TASK GOAL: Retype all of the records below without changing any character.

STORED DATA:
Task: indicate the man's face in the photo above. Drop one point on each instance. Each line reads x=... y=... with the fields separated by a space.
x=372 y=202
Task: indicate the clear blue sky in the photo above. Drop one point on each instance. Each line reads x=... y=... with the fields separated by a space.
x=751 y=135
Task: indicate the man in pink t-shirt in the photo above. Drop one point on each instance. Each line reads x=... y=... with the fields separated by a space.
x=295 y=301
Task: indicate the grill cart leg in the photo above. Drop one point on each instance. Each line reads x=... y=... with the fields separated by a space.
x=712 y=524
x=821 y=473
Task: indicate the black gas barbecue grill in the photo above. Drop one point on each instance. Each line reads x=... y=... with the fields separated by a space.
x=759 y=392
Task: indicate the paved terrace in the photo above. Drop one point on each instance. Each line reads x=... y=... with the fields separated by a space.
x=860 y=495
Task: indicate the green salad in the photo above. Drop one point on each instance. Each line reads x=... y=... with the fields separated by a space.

TASK RESULT:
Task: indicate the man's face in the photo above. Drop one point on each instance. Each line reads x=... y=... with the fields separated by a space.
x=372 y=202
Task: indicate the clear blue sky in the photo above. Drop one point on each instance. Each line reads x=... y=... with the fields separated by a space.
x=751 y=135
Task: indicate the man in pink t-shirt in the photo above. Drop one point on each instance. Each line reads x=... y=... with the fields separated by a space.
x=295 y=301
Task: indicate the grill cart leg in the photo above. Drop one point on each instance. Each line reads x=... y=... with the fields separated by a space.
x=712 y=524
x=821 y=473
Task: indicate the black gas barbecue grill in the photo above. Drop one point on each instance. Each line reads x=... y=... with the fields separated by a space.
x=759 y=392
Task: indicate the paved terrace in the photo above. Drop one point on each instance. Each line reads x=... y=... with the fields separated by a space.
x=860 y=495
Task: indicate the green salad in the photo above. Drop one point on each instance. Each line reads x=... y=... with the fields separated by a space.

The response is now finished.